What you need to do - Copy the listing from its beginning through the line with "xmin=339 ymin=220 xmax=370 ymax=323", keeping the requests, and add -128 to every coordinate in the returned boxes. Leave each request's format sample unchanged, and stop after that line.

Bounding-box records:
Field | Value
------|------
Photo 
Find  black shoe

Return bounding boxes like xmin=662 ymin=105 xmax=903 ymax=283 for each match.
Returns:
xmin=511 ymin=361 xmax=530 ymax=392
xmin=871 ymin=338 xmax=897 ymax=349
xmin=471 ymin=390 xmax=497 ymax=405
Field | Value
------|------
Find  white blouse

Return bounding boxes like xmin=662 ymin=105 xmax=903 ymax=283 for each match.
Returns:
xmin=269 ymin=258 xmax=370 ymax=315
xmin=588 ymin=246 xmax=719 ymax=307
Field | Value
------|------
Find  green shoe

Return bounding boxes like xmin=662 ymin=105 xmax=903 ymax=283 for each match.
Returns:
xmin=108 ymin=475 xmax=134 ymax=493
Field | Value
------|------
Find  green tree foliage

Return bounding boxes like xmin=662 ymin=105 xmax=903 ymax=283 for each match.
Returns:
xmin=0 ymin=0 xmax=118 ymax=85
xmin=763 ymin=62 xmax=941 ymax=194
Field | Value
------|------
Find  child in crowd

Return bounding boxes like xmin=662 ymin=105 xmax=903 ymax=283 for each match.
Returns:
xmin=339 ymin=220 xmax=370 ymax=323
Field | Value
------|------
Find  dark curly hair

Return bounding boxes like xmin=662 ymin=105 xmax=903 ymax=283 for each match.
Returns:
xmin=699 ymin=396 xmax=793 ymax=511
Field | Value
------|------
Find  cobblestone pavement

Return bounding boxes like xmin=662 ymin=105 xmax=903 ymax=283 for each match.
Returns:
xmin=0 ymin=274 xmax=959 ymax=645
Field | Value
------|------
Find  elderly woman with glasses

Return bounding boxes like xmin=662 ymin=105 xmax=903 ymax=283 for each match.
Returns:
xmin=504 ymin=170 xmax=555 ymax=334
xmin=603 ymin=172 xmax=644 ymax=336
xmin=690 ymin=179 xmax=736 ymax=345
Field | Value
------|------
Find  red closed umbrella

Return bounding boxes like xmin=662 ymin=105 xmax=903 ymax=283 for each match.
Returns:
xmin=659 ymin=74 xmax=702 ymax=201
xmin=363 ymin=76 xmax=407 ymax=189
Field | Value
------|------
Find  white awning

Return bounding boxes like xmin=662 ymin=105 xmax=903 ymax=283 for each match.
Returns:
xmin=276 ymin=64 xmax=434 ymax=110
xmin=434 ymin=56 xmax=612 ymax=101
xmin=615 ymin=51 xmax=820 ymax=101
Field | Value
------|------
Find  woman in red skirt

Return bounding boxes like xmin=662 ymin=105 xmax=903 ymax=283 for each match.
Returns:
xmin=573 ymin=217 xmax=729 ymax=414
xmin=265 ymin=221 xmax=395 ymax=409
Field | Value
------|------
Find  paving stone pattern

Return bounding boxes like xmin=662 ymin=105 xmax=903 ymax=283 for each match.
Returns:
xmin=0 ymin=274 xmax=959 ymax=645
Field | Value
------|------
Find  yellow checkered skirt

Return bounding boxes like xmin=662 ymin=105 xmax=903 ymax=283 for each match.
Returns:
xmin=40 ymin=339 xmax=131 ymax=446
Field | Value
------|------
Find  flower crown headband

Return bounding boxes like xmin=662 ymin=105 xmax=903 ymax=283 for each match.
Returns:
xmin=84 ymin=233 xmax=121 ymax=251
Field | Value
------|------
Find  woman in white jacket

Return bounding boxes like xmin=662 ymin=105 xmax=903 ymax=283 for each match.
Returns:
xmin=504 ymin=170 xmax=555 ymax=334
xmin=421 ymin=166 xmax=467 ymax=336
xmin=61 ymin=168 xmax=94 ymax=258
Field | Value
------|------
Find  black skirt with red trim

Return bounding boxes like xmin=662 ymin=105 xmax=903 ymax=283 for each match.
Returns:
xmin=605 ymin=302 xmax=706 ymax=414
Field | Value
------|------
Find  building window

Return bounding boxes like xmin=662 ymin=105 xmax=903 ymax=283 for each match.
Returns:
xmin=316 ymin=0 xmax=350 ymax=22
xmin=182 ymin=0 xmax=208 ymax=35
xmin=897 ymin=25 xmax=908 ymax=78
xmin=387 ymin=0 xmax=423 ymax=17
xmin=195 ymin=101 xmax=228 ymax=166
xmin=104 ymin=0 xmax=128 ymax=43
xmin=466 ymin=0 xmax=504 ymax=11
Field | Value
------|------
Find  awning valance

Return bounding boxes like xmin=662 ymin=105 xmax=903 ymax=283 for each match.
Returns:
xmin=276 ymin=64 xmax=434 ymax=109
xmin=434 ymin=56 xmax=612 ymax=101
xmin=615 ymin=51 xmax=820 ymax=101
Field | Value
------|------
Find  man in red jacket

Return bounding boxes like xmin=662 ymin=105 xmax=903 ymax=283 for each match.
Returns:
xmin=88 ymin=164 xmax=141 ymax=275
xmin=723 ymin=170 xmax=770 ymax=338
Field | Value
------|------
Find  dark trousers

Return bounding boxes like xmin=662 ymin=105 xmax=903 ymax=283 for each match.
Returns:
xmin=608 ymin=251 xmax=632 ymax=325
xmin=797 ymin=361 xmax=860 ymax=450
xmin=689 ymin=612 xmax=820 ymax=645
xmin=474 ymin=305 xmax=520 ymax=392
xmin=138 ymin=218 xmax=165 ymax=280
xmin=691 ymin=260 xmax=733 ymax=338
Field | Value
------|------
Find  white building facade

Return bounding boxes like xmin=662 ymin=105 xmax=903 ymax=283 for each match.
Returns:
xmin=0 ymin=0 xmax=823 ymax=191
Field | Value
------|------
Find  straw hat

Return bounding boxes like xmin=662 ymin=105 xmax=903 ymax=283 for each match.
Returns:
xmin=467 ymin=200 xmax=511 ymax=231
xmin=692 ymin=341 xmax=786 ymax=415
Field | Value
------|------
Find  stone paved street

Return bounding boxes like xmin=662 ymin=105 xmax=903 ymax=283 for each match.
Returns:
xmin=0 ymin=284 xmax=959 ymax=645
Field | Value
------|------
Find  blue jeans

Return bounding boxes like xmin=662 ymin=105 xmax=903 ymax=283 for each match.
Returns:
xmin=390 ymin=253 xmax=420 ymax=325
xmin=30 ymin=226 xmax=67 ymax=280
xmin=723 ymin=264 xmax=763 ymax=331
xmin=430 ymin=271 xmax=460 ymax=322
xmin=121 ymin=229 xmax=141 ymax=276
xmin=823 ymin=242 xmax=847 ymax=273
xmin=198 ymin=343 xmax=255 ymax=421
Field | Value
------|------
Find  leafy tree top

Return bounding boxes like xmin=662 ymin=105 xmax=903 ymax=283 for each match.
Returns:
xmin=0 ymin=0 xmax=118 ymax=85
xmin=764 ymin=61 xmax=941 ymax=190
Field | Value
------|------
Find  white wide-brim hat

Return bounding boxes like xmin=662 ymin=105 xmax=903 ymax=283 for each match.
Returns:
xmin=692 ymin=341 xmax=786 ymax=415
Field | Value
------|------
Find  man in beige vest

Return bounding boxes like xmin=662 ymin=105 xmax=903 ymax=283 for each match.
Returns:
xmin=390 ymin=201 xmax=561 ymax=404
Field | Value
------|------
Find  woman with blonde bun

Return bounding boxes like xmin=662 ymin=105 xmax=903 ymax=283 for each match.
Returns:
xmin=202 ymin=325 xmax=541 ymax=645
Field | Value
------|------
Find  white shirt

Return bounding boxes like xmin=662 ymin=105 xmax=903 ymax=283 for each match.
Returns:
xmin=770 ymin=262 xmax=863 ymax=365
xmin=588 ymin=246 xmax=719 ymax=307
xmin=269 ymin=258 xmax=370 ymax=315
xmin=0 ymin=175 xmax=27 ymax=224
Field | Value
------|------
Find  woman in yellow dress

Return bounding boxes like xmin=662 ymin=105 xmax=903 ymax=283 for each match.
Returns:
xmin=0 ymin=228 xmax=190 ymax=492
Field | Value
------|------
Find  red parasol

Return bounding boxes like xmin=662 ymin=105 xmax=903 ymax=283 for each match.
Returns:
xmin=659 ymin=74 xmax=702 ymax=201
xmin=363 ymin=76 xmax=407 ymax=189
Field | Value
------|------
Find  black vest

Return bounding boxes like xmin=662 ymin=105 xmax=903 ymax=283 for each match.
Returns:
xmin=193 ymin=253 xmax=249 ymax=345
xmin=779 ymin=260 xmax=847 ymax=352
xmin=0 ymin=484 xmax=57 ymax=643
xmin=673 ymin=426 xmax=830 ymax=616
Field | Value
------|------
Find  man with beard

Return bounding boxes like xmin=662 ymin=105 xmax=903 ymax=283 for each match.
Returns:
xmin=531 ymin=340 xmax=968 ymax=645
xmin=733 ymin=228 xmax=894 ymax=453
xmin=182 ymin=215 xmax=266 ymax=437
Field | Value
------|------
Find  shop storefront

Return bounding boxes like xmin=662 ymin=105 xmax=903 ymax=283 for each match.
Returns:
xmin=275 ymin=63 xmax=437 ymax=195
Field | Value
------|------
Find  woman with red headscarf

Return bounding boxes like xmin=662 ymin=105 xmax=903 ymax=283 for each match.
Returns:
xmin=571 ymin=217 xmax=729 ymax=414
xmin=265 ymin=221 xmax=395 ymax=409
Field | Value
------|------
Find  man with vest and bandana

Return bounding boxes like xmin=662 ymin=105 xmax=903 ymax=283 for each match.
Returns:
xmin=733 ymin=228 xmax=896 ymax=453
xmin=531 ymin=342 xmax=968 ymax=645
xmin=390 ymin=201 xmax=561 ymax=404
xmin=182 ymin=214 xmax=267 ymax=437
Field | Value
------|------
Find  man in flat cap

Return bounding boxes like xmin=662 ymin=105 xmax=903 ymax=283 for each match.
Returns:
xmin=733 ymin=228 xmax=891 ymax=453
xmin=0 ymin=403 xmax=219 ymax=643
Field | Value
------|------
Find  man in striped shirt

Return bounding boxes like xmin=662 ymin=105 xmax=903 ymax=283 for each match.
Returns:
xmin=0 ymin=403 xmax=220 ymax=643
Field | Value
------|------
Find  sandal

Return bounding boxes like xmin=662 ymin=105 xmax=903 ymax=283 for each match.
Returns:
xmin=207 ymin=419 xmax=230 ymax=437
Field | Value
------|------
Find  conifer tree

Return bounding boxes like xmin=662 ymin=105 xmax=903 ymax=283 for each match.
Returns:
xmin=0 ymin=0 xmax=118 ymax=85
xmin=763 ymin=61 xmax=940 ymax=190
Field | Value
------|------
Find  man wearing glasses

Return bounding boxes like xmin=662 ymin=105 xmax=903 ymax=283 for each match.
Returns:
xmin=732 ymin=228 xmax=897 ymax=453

Expected output -
Field | Value
------|------
Photo 
Find  black shoe

Return bounding boxes like xmin=662 ymin=105 xmax=903 ymax=283 for each match.
Returns:
xmin=383 ymin=233 xmax=402 ymax=264
xmin=743 ymin=210 xmax=769 ymax=221
xmin=343 ymin=262 xmax=369 ymax=277
Field | Value
------|------
Find  white blouse

Return bounding boxes like xmin=662 ymin=105 xmax=903 ymax=283 for each match.
Returns:
xmin=141 ymin=130 xmax=242 ymax=187
xmin=460 ymin=118 xmax=591 ymax=179
Field | Value
------|------
Find  green shoe

Return bounding boxes like xmin=662 ymin=105 xmax=903 ymax=283 for each match.
Returns:
xmin=-20 ymin=347 xmax=6 ymax=365
Field | Value
------|------
Find  green tree foliage

Return bounding boxes like xmin=662 ymin=105 xmax=903 ymax=283 for each match.
Returns:
xmin=-128 ymin=-128 xmax=-10 ymax=-43
xmin=635 ymin=-66 xmax=813 ymax=66
Field | Value
------|------
Find  child in crowd

Return bounding boxes like xmin=662 ymin=105 xmax=903 ymax=283 for each match.
Returns:
xmin=211 ymin=92 xmax=242 ymax=195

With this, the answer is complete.